#### [ACTION ITEM]
In the entries below, find the line with "answer like [140,183]." and the line with "answer like [188,158].". Repeat exactly everything between them, those two lines included, but not the pictures.

#### [PROVIDED INFORMATION]
########

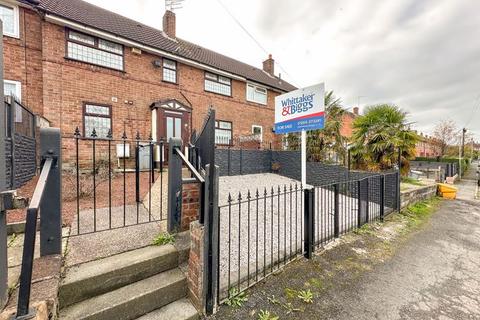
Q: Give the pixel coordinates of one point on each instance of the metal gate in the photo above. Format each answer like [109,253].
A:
[112,183]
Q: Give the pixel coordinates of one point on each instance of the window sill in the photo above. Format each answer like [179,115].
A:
[94,65]
[12,36]
[257,103]
[220,94]
[169,82]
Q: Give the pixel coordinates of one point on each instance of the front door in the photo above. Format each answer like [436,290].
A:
[173,125]
[173,120]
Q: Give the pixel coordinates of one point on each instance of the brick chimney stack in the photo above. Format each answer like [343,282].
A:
[269,65]
[169,24]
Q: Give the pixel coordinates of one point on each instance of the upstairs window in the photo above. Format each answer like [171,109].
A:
[12,88]
[218,84]
[256,94]
[257,132]
[98,117]
[169,71]
[89,49]
[9,16]
[223,132]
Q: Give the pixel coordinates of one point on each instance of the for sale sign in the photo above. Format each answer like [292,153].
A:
[300,110]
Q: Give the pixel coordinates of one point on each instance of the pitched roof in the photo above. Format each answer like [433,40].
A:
[107,21]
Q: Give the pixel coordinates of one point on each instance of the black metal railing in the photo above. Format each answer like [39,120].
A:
[262,231]
[48,207]
[29,241]
[115,183]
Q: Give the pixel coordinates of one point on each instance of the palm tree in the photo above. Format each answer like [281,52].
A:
[329,139]
[378,135]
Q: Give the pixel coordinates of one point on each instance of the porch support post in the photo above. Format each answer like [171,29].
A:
[174,186]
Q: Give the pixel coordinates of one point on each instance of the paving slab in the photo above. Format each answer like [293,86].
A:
[93,246]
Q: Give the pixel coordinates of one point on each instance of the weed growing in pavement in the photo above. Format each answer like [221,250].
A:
[306,296]
[164,238]
[412,181]
[418,212]
[266,315]
[236,298]
[367,229]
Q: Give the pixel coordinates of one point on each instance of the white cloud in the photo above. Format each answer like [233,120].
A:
[420,54]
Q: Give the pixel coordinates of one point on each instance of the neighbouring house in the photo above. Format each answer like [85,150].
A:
[427,147]
[82,66]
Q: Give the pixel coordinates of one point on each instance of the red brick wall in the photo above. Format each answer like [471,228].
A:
[196,265]
[58,87]
[23,59]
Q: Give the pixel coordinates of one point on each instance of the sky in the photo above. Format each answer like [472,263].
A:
[422,55]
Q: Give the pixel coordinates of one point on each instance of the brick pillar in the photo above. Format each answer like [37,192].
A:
[195,266]
[190,204]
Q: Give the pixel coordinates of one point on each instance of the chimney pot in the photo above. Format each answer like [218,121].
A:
[169,23]
[269,65]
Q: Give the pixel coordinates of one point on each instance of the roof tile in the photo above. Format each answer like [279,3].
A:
[107,21]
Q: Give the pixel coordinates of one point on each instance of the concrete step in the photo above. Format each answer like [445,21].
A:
[131,301]
[178,310]
[97,277]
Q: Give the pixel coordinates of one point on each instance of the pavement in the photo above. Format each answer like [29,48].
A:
[429,273]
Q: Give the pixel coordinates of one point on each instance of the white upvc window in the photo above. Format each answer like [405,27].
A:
[93,50]
[11,87]
[10,17]
[257,131]
[223,132]
[218,84]
[256,94]
[169,71]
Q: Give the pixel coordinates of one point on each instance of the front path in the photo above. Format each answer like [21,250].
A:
[433,273]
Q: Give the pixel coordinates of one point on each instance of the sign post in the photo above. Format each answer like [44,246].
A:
[300,111]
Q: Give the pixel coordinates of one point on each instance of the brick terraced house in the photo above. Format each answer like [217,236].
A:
[79,65]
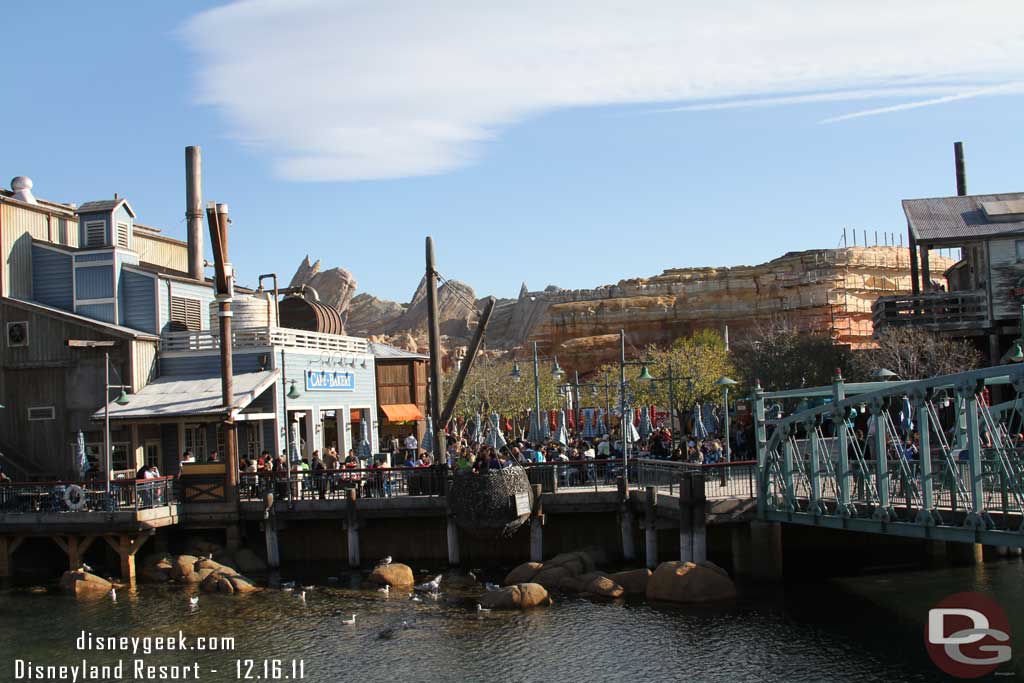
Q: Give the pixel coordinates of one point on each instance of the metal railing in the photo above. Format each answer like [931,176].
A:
[737,479]
[44,497]
[940,310]
[262,337]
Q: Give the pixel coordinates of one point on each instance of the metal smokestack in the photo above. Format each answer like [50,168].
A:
[961,169]
[194,209]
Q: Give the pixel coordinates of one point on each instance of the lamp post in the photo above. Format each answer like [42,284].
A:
[516,376]
[725,383]
[122,399]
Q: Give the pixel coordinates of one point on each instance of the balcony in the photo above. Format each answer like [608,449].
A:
[939,311]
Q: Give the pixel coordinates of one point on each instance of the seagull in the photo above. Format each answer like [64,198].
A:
[430,586]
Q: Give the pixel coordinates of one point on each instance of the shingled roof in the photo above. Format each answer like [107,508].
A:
[957,219]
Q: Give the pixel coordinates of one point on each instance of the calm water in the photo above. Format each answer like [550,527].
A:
[864,629]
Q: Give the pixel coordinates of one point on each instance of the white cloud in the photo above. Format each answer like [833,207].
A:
[365,89]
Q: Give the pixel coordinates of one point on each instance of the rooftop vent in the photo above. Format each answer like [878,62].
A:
[23,188]
[1009,211]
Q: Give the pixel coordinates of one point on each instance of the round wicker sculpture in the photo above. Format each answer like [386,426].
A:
[484,505]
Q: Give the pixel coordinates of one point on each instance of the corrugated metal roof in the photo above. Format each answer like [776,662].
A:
[957,218]
[387,351]
[179,396]
[57,312]
[104,205]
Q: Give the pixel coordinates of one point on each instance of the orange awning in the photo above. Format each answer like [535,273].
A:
[401,413]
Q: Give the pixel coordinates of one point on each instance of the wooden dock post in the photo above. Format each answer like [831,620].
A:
[650,530]
[537,525]
[685,518]
[352,524]
[626,521]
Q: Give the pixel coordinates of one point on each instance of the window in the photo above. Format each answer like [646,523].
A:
[186,314]
[196,441]
[95,232]
[153,453]
[123,236]
[41,413]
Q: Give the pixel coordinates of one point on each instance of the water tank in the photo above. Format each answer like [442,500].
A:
[251,310]
[298,312]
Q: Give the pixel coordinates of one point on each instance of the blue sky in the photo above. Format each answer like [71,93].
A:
[534,146]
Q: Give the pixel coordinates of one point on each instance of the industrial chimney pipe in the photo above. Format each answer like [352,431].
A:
[961,169]
[194,210]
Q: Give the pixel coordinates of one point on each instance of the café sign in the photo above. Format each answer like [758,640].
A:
[330,380]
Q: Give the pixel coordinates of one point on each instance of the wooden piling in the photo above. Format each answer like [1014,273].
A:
[352,525]
[537,526]
[626,521]
[650,530]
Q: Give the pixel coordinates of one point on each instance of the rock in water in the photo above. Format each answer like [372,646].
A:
[520,596]
[522,573]
[396,573]
[686,582]
[633,582]
[84,585]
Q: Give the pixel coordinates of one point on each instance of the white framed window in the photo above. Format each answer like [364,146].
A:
[95,232]
[153,452]
[40,413]
[123,236]
[186,314]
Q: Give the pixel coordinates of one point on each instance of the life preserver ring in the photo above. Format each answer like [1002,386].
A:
[75,498]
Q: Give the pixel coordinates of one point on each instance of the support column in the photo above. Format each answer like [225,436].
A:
[685,518]
[650,527]
[766,549]
[626,521]
[537,525]
[352,525]
[453,541]
[699,517]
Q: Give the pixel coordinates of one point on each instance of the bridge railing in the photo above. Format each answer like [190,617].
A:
[89,497]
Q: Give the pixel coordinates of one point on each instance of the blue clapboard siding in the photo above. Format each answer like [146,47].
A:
[94,256]
[137,296]
[208,365]
[51,278]
[94,282]
[97,311]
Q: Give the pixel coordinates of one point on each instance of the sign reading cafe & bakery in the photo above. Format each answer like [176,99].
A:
[329,380]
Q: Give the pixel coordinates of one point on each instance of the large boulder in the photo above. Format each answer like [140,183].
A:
[182,568]
[602,587]
[634,582]
[397,574]
[686,582]
[520,596]
[84,585]
[522,573]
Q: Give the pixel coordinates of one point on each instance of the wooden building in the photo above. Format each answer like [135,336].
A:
[401,391]
[985,288]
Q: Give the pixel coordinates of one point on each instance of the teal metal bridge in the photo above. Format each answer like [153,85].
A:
[965,483]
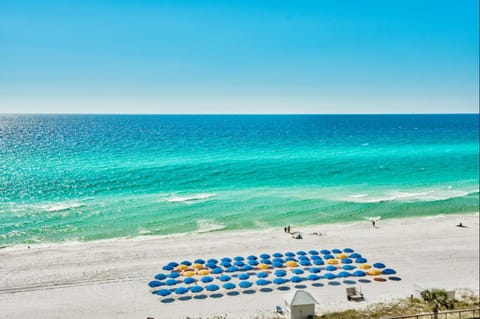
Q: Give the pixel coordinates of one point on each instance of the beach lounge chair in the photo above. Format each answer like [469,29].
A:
[354,294]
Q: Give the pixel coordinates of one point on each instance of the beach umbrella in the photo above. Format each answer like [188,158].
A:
[245,284]
[181,290]
[188,273]
[263,282]
[170,282]
[296,279]
[217,271]
[212,287]
[224,278]
[196,289]
[297,271]
[252,262]
[348,267]
[206,279]
[163,292]
[155,283]
[318,262]
[280,273]
[243,276]
[359,273]
[343,274]
[329,275]
[305,263]
[160,276]
[229,285]
[313,277]
[374,272]
[232,269]
[388,271]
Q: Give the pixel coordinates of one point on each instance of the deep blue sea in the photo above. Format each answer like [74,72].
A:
[89,177]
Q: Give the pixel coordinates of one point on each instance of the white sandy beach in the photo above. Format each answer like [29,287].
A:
[108,279]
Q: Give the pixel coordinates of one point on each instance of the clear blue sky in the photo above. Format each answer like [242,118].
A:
[274,56]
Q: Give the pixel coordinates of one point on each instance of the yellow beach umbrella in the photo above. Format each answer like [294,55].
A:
[188,273]
[374,272]
[364,266]
[203,272]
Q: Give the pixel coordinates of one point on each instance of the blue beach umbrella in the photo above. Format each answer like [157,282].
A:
[217,271]
[313,277]
[163,292]
[388,271]
[155,283]
[245,284]
[359,273]
[280,273]
[331,268]
[181,290]
[229,285]
[297,271]
[263,282]
[196,289]
[160,276]
[243,276]
[348,267]
[224,278]
[206,279]
[296,279]
[212,287]
[189,280]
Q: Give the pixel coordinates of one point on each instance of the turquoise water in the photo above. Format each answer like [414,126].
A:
[89,177]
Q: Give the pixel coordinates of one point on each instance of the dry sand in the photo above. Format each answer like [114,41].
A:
[108,279]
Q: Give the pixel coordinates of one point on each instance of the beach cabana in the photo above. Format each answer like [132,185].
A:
[299,305]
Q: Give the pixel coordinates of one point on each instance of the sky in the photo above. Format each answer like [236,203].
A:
[319,56]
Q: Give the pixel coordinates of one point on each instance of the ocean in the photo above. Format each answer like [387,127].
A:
[89,177]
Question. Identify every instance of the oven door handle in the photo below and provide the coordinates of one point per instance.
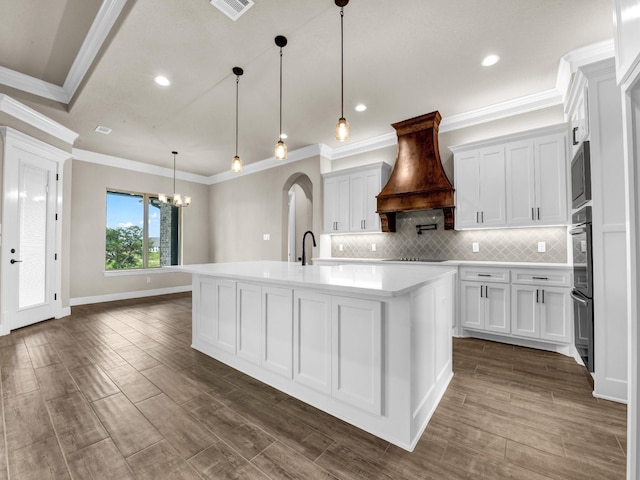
(578, 297)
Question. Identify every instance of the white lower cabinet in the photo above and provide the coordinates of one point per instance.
(277, 330)
(214, 303)
(249, 321)
(312, 340)
(533, 303)
(542, 312)
(356, 366)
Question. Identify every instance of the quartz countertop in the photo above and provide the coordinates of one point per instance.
(385, 280)
(451, 263)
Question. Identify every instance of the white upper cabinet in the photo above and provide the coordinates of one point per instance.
(336, 205)
(350, 198)
(479, 180)
(515, 180)
(537, 181)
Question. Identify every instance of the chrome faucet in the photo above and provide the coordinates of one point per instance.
(304, 260)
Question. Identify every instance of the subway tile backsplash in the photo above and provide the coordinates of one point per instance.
(502, 245)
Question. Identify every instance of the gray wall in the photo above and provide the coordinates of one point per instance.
(87, 229)
(242, 210)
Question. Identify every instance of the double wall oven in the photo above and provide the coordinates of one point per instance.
(582, 293)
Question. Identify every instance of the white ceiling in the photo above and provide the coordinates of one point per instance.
(403, 58)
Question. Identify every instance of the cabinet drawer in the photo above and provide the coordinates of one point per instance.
(498, 275)
(556, 278)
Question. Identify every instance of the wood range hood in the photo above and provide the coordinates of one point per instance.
(417, 181)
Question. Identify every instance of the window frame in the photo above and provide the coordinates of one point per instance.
(146, 204)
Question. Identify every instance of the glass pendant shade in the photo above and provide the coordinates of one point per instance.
(342, 129)
(281, 150)
(176, 200)
(236, 164)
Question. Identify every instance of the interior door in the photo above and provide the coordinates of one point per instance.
(29, 236)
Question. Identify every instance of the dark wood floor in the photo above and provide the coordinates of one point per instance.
(115, 391)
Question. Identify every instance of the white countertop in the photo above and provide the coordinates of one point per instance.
(451, 263)
(380, 280)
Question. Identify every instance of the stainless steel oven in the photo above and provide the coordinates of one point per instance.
(582, 293)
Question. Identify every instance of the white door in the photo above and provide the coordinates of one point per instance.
(29, 235)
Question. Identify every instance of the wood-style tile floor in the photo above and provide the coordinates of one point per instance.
(115, 391)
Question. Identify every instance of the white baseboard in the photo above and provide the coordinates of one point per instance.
(111, 297)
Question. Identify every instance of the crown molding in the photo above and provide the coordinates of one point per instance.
(28, 115)
(103, 23)
(293, 156)
(132, 165)
(579, 57)
(105, 19)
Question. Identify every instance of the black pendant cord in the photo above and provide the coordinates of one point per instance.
(280, 132)
(341, 62)
(237, 87)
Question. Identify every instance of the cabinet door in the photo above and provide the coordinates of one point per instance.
(356, 367)
(336, 204)
(204, 307)
(467, 176)
(551, 179)
(555, 315)
(521, 192)
(496, 308)
(492, 187)
(277, 330)
(356, 202)
(312, 340)
(472, 304)
(249, 321)
(524, 316)
(224, 315)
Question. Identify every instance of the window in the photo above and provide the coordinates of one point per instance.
(141, 231)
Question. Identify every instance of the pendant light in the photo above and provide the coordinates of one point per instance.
(236, 163)
(176, 199)
(281, 148)
(342, 127)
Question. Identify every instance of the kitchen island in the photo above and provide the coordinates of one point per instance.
(369, 344)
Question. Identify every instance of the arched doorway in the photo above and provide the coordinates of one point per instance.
(297, 195)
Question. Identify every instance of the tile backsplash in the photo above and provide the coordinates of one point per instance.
(501, 245)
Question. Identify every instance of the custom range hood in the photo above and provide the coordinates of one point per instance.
(417, 181)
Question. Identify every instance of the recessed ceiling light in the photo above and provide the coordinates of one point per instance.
(490, 60)
(104, 130)
(162, 80)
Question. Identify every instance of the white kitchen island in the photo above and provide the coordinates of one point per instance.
(369, 344)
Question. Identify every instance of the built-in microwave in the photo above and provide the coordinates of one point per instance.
(581, 176)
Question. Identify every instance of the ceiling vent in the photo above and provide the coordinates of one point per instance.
(232, 8)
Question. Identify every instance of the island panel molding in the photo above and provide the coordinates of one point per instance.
(369, 344)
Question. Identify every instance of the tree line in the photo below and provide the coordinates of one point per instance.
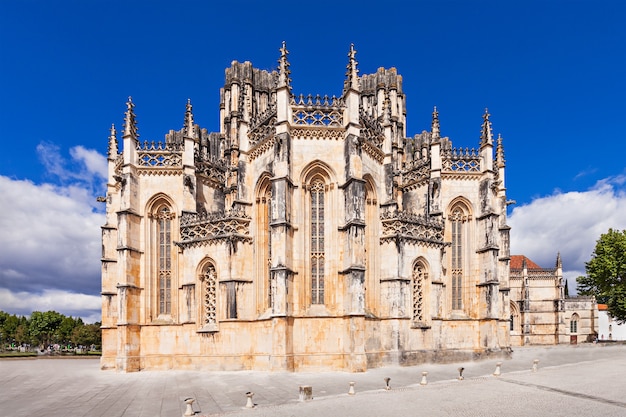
(606, 274)
(43, 329)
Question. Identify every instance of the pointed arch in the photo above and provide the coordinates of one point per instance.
(263, 241)
(372, 236)
(573, 323)
(419, 280)
(318, 168)
(161, 234)
(318, 181)
(458, 216)
(515, 325)
(207, 295)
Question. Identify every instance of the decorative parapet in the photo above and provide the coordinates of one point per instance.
(371, 130)
(317, 111)
(159, 154)
(411, 228)
(263, 118)
(261, 133)
(415, 172)
(213, 228)
(212, 170)
(534, 274)
(460, 160)
(119, 162)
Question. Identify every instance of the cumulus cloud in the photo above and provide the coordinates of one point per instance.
(569, 223)
(22, 303)
(50, 254)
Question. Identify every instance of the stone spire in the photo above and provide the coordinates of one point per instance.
(435, 132)
(500, 153)
(112, 143)
(188, 126)
(130, 122)
(486, 136)
(352, 73)
(283, 67)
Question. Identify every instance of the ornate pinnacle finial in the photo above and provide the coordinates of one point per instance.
(188, 126)
(435, 126)
(486, 137)
(130, 122)
(500, 152)
(113, 142)
(352, 73)
(283, 67)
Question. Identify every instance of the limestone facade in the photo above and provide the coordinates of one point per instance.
(308, 233)
(541, 313)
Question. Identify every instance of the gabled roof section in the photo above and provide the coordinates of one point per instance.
(517, 261)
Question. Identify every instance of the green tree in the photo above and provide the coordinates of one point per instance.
(8, 327)
(63, 333)
(43, 326)
(606, 273)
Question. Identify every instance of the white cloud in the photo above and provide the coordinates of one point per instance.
(569, 223)
(88, 307)
(51, 237)
(92, 160)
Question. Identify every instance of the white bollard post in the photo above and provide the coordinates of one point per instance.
(424, 381)
(189, 410)
(497, 371)
(249, 403)
(306, 392)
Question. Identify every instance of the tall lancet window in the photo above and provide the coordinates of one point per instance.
(209, 296)
(456, 219)
(420, 275)
(317, 242)
(165, 260)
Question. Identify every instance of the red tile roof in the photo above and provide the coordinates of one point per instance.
(517, 261)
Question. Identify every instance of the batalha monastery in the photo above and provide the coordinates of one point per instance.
(309, 233)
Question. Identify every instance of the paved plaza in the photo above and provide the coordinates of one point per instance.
(584, 380)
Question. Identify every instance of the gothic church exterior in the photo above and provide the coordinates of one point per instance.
(308, 233)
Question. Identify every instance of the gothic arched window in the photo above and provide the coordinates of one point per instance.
(457, 220)
(317, 241)
(420, 275)
(263, 258)
(208, 278)
(573, 324)
(164, 221)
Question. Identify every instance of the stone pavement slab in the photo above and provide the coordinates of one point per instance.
(584, 380)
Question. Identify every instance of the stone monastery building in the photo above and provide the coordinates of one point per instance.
(308, 233)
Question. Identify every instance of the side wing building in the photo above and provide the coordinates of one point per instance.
(308, 233)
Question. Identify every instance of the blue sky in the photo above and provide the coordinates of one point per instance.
(552, 73)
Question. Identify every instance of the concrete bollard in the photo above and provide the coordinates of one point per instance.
(497, 372)
(424, 381)
(306, 393)
(189, 410)
(249, 403)
(351, 390)
(535, 365)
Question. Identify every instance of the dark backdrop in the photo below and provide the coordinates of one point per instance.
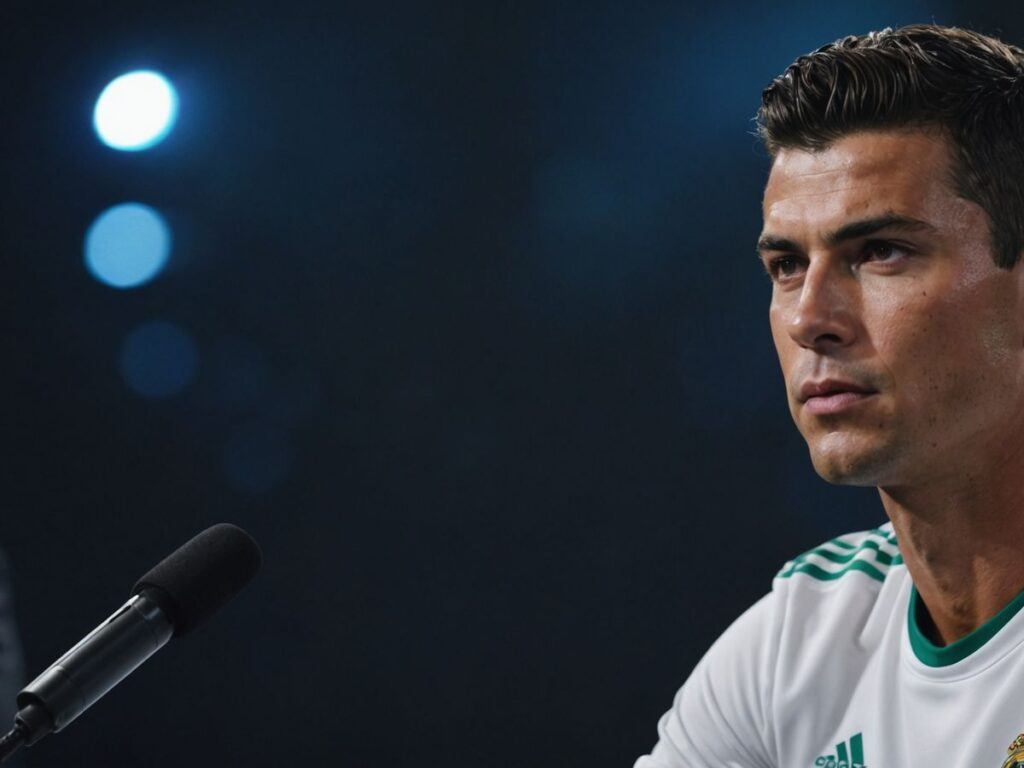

########

#### [SOLUTION TO THIS PROBLEM]
Q: Give the pixel coordinates of one point on each instance of the large boulder in the photo above. Format each answer like [140,183].
A:
[182,568]
[602,587]
[634,582]
[397,574]
[686,582]
[520,596]
[84,585]
[522,573]
Q: Give the pixel coordinates of one point on each instance of the wooden building in the photo above. Format each answer like [135,336].
A:
[401,391]
[985,288]
Q: Give the pixel coordinates of one point on each instance of the teal metal bridge in the photo above. Format each answer like [153,85].
A:
[965,483]
Q: Give the pixel coordinates of one point on each instance of the beach lounge chair in the photo above. Format each answer like [469,29].
A:
[354,294]
Q: Give the pixel coordinates of one point on each instance of the beach umbrella in the photo above. Format each answer like [188,158].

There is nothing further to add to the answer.